▶ Work to do: Write out the entries again exactly as they are given.

▶ Data provided:

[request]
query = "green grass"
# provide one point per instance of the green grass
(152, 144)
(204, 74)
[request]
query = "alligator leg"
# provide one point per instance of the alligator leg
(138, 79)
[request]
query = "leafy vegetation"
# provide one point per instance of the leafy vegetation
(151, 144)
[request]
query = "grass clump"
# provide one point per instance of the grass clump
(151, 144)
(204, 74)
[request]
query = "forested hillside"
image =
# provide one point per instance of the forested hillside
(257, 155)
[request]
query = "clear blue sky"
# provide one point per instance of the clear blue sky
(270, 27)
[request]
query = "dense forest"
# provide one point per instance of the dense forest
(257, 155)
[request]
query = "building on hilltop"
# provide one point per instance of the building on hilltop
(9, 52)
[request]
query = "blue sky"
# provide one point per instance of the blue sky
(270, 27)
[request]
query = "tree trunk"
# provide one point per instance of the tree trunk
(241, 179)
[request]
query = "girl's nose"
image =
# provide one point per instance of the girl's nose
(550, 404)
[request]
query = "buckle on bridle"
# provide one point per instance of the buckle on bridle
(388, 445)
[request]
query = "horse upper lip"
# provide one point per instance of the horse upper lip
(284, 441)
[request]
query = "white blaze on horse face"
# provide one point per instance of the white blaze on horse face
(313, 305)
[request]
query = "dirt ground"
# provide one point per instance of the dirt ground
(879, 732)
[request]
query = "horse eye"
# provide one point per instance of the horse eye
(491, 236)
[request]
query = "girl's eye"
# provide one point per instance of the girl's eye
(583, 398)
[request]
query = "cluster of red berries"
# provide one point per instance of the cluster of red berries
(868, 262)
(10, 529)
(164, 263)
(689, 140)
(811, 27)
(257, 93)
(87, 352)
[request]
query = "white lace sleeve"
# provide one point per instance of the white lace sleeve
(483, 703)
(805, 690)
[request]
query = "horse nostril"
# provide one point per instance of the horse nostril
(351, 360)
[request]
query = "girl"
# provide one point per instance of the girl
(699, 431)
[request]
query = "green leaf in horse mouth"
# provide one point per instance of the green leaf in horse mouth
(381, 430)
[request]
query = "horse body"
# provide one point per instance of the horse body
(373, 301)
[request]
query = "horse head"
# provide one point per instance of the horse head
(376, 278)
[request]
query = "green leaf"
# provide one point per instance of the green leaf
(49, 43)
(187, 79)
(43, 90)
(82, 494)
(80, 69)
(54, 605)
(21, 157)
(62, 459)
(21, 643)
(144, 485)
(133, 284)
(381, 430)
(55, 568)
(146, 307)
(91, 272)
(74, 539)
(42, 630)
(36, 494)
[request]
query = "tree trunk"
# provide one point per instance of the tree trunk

▶ Final answer:
[request]
query = "green grass"
# provide one point per instance of the green grass
(152, 144)
(204, 74)
[request]
query = "alligator leg"
# provide one point per instance of the alligator leg
(138, 79)
[request]
query = "leafy vegetation"
# provide one point per instance of the leafy vegetation
(151, 144)
[request]
query = "grass clump"
# provide one point per instance of the grass clump
(151, 144)
(204, 74)
[request]
query = "forested hillside"
image =
# provide one point per instance of the forested hillside
(257, 155)
[request]
query = "clear blue sky"
# provide one point per instance of the clear blue sky
(270, 27)
[request]
query = "dense forest"
# provide one point per instance of the dense forest
(257, 155)
[request]
query = "building on hilltop"
# provide one point per instance of the building on hilltop
(9, 52)
[request]
query = "blue sky"
# provide one point per instance of the blue sky
(270, 27)
[request]
query = "tree trunk"
# provide one point per instance of the tree trunk
(241, 179)
[request]
query = "girl's nose"
image =
# provide one point per instance of the girl's nose
(550, 404)
[request]
query = "buckle on bridle"
# provide one point per instance of the buckle on bridle
(388, 445)
[request]
query = "horse upper lip"
# provide one point per instance of the horse upper lip
(284, 441)
[request]
query = "white blaze on horse face"
# provide one point per instance of the white blaze on horse face
(313, 305)
[request]
query = "dirt ground"
# provide one point per instance of the dirt ground
(879, 732)
[request]
query = "horse eye"
# provide one point per instance of the horse eye
(491, 236)
[request]
query = "girl's eye"
# provide one point per instance of the girl's eye
(583, 398)
[request]
query = "cluster of red berries"
# provide one point per instance of the cluster of red berries
(868, 262)
(10, 529)
(164, 263)
(689, 140)
(811, 27)
(257, 93)
(87, 352)
[request]
query = "white lace sleeve"
# provide one point per instance of the white lace sleeve
(483, 703)
(805, 690)
[request]
query = "horse nostril"
# provide one point per instance of the horse nostril
(351, 360)
[request]
query = "girl"
# provide one point per instance of the girl
(699, 431)
[request]
query = "green leaf in horse mouth"
# provide one point per instance of the green leaf in horse mouth
(381, 430)
[request]
query = "horse body"
# provide one point per instance of the horse body
(373, 301)
[request]
query = "horse head"
# provide one point per instance of the horse head
(376, 278)
[request]
query = "green leaf"
# provide one point per instance of the green leaf
(49, 43)
(187, 79)
(43, 90)
(82, 494)
(80, 69)
(54, 605)
(21, 157)
(62, 459)
(21, 643)
(144, 485)
(133, 284)
(381, 430)
(55, 568)
(146, 307)
(91, 272)
(74, 539)
(42, 630)
(36, 494)
[request]
query = "tree trunk"
# provide one point per instance of the tree trunk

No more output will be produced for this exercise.